▶ [To do]: With pictures left out, set down every record word for word.

==== Data for this exercise ====

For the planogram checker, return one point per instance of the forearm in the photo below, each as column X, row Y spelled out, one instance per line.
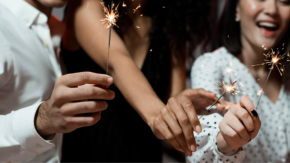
column 135, row 88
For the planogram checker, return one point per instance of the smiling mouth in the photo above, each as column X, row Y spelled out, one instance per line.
column 268, row 26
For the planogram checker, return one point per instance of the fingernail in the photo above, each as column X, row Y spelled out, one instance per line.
column 198, row 129
column 110, row 80
column 189, row 153
column 255, row 114
column 192, row 147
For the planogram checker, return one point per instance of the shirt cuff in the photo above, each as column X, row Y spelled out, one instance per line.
column 233, row 156
column 25, row 132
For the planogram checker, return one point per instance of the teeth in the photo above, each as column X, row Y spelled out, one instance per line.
column 267, row 24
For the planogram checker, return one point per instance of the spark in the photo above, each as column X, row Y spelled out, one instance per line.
column 228, row 70
column 134, row 10
column 124, row 5
column 260, row 92
column 111, row 16
column 225, row 89
column 273, row 60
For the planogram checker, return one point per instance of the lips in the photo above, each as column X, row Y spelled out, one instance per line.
column 268, row 28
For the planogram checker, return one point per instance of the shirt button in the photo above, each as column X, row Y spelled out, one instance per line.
column 39, row 145
column 281, row 128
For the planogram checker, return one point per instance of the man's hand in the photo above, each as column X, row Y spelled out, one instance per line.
column 177, row 121
column 70, row 100
column 240, row 125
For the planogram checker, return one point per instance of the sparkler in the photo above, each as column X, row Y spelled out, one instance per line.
column 111, row 15
column 226, row 89
column 134, row 10
column 272, row 60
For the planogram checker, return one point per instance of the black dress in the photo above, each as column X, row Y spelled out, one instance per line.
column 121, row 135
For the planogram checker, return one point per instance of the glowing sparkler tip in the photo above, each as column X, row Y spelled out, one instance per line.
column 111, row 15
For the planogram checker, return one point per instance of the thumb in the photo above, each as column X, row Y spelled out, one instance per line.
column 223, row 105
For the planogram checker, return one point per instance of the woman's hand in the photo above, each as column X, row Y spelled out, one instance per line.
column 178, row 119
column 240, row 125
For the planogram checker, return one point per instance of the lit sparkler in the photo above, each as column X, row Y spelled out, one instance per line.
column 134, row 10
column 111, row 15
column 124, row 5
column 273, row 60
column 225, row 89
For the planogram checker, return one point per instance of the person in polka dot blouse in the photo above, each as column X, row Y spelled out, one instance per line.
column 241, row 133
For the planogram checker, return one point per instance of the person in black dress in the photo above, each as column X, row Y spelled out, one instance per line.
column 147, row 64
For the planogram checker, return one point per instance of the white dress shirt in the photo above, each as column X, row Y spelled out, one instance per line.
column 28, row 70
column 272, row 144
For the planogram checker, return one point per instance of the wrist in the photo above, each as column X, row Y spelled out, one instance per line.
column 42, row 124
column 222, row 145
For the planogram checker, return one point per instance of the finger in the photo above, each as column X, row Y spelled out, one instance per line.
column 77, row 79
column 229, row 133
column 244, row 116
column 162, row 128
column 257, row 124
column 85, row 93
column 188, row 108
column 237, row 126
column 245, row 102
column 208, row 94
column 223, row 105
column 178, row 110
column 83, row 107
column 171, row 121
column 84, row 121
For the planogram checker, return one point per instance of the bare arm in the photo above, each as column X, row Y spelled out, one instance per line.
column 90, row 34
column 93, row 37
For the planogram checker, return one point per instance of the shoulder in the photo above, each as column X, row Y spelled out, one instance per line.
column 213, row 61
column 218, row 57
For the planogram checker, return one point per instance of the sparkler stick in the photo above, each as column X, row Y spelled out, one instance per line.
column 111, row 15
column 275, row 58
column 262, row 92
column 109, row 44
column 226, row 89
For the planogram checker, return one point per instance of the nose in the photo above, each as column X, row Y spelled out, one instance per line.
column 270, row 7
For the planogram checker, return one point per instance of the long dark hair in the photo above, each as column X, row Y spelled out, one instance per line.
column 175, row 23
column 229, row 31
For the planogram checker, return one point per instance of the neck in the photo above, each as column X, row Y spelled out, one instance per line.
column 251, row 54
column 46, row 10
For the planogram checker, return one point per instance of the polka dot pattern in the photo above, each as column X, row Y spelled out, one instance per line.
column 272, row 142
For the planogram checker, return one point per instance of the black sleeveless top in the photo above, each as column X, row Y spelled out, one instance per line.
column 121, row 135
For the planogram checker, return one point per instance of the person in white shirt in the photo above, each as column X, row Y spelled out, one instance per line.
column 36, row 102
column 248, row 29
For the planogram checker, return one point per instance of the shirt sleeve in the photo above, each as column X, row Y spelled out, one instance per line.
column 19, row 140
column 205, row 74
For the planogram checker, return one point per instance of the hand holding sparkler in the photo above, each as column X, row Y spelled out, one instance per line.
column 178, row 119
column 239, row 126
column 111, row 15
column 226, row 89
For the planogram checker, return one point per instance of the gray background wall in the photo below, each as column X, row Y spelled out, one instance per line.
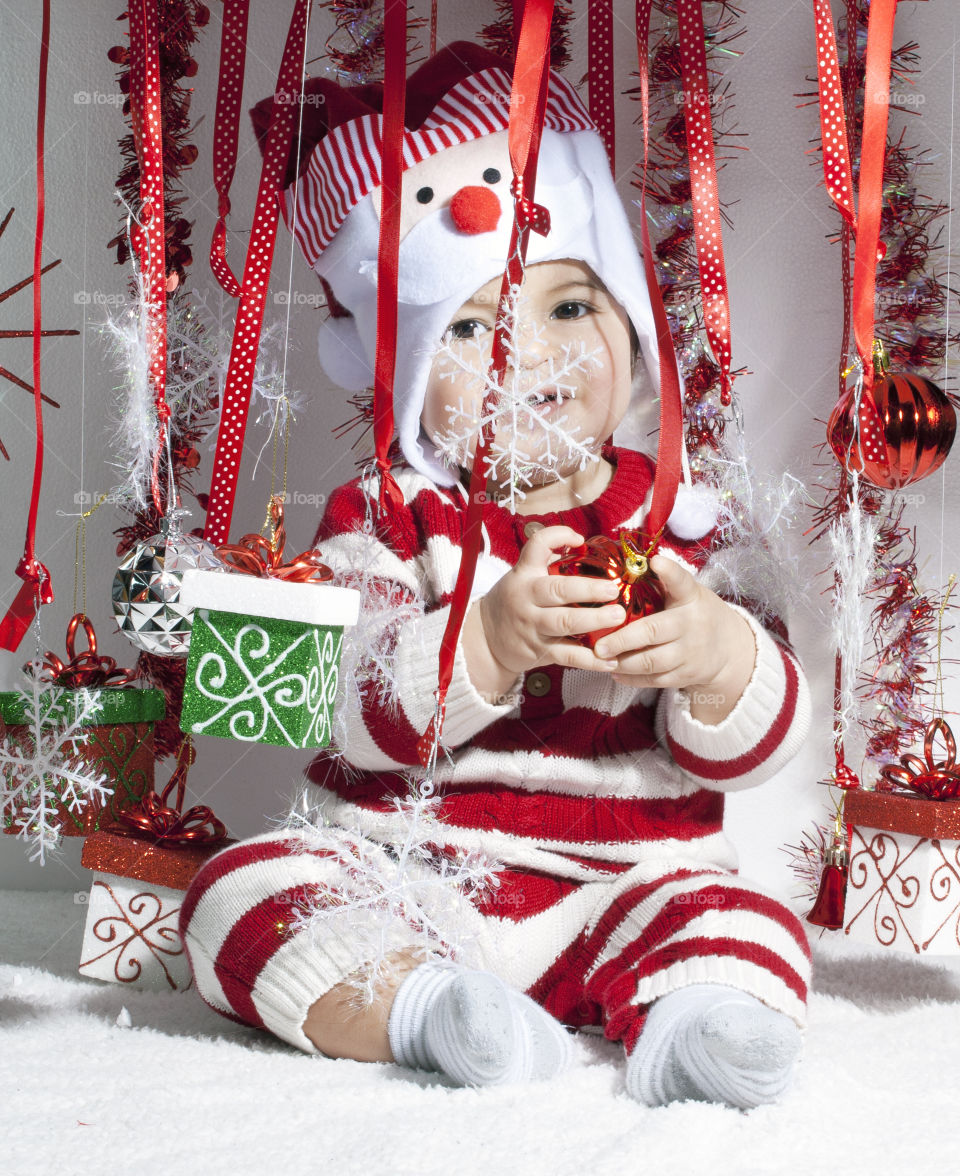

====

▶ [Solution to the problem]:
For the planogram checker, return one point per instance of the forearm in the photo below, each as column X, row Y spelled out, one instance per line.
column 135, row 88
For the planogram checker, return one point per instance of the smiling mouth in the photo above, each as column X, row Y spelled out, one instance per line.
column 268, row 26
For the planogram checker, return one point per instance of the fingernail in the photo above, each as column X, row Y spelled out, one instance per line.
column 198, row 129
column 110, row 80
column 189, row 153
column 255, row 114
column 192, row 147
For the planogram checker, return one point per instance of the shirt cuff in the photo above, each as column X, row Y spelled out, one instance per line.
column 233, row 156
column 25, row 132
For the planogram checker, return one point per instance of the teeth in the photo above, each as column X, row Y spelled out, one instance per line.
column 267, row 24
For the planogram checker, return one point per instance of the spark in the photo above, each as column X, row Y spelled out, one instance per line.
column 228, row 70
column 134, row 10
column 124, row 5
column 260, row 92
column 111, row 16
column 225, row 89
column 273, row 60
For the planogram checker, return one point per instance of the lips in the photo above, each as column X, row Y spelled out, one instance per line.
column 268, row 28
For the planogram checker, return one point per instance of the shirt button in the photo above, each as column X, row Y spelled out, one instance per line.
column 39, row 145
column 281, row 128
For the planogram checker, return one point per instance of the man's hand in the photo above, each as column X, row Y spelled out, one instance per line.
column 177, row 121
column 70, row 100
column 240, row 125
For the planogram checker, return one point per instance of the sparkler in the photo above, each as column X, row Y spelled out, one instance per line.
column 111, row 15
column 226, row 89
column 134, row 10
column 272, row 60
For the planogram checker, return one point per instance of the black dress in the photo above, each as column X, row Y spelled out, one instance per line.
column 121, row 135
For the planogram checker, return one point per instance of the glowing sparkler tip in the photo above, each as column X, row Y spelled out, one instance per line.
column 111, row 15
For the planogram checker, return one point per instance of the thumb in the photo above, each as column X, row Y spelled out, one instance per line.
column 223, row 105
For the planogram checker, return one point per instance of the woman's hand in the photo above, each as column X, row Y spelled out, one instance per line.
column 178, row 119
column 240, row 125
For the planogram checker, return one point per instance of the lit sparkler in the photo above, each as column X, row Y spelled out, one instance per line.
column 134, row 10
column 111, row 15
column 124, row 5
column 273, row 60
column 225, row 89
For the planogram checker, return one point per instance of the person in polka dot blouse in the photo above, each as column X, row Y spelled out, one instance per line.
column 241, row 133
For the planogram checker, return one point per instance of the person in black dress in the photo above, each as column X, row Y spelled out, one instance per line.
column 147, row 64
For the planogram checker, return one point per instance of the white dress shirt in the photo above, each as column X, row Y spelled out, one instance per line.
column 28, row 70
column 272, row 144
For the planogram checker, return one point per instance of the wrist in the photo above, each as column X, row Y spelled out, one instance per line.
column 42, row 124
column 222, row 145
For the planogram checker, return one point per instance of the finger in the photo above, each as column X, row Y spelled out, one instance per line.
column 77, row 79
column 229, row 133
column 244, row 116
column 162, row 128
column 257, row 124
column 85, row 93
column 188, row 108
column 237, row 126
column 245, row 102
column 208, row 94
column 223, row 105
column 178, row 110
column 83, row 107
column 171, row 121
column 84, row 121
For the planogram checker, return one point per instance of the bare arm in the photo above, each as column X, row Y spelled out, one instance per line.
column 90, row 34
column 93, row 37
For the planogram checker, return one point per instance of the shoulder in the photo above, each as column X, row Y spelled out, one instance per line.
column 213, row 61
column 218, row 57
For the planogram checker, return one point per instance of the sparkler stick in the photo above, each as column X, row Y spelled out, one instance per line.
column 111, row 15
column 275, row 58
column 262, row 92
column 109, row 44
column 226, row 89
For the planogram checker, return one point per instance of the nose in the photo above, each as column X, row Y spelled out, one instance per line.
column 270, row 7
For the planogram checker, return one point per instance of the long dark hair in the photo above, each as column X, row Y spelled out, one instance per line.
column 175, row 23
column 229, row 31
For the planogram checker, return one point per instance of the neck in the photo above, each as column X, row Y spelled out, one instance per line.
column 251, row 54
column 46, row 10
For the planogram checker, return one point per instance of the polka dot pattern in the photo above, each as column X, row Y spelled out, one instance per line.
column 272, row 142
For the planogram checker, return one point per instance of the black sleeveless top in the photo above, each as column X, row Y spelled out, one instance per line.
column 121, row 135
For the planogram checker, return one point per instance of the person in white shirt in the photo above, each as column X, row Y spelled out, one instance per line.
column 36, row 102
column 248, row 29
For the planogram checker, return one point per instance of the shirt sleeve in the photo above, each as column X, row Y spelled out, one instance per line.
column 19, row 140
column 205, row 74
For the planogram checker, return one point per instance of the hand holding sparkler in the photo above, each as column X, row Y spelled out, one instance per line.
column 178, row 119
column 239, row 126
column 111, row 15
column 226, row 89
For the planogram checker, return one point per instance of the gray background wall in the photo below, each as column X, row Y spelled out, one instance per line.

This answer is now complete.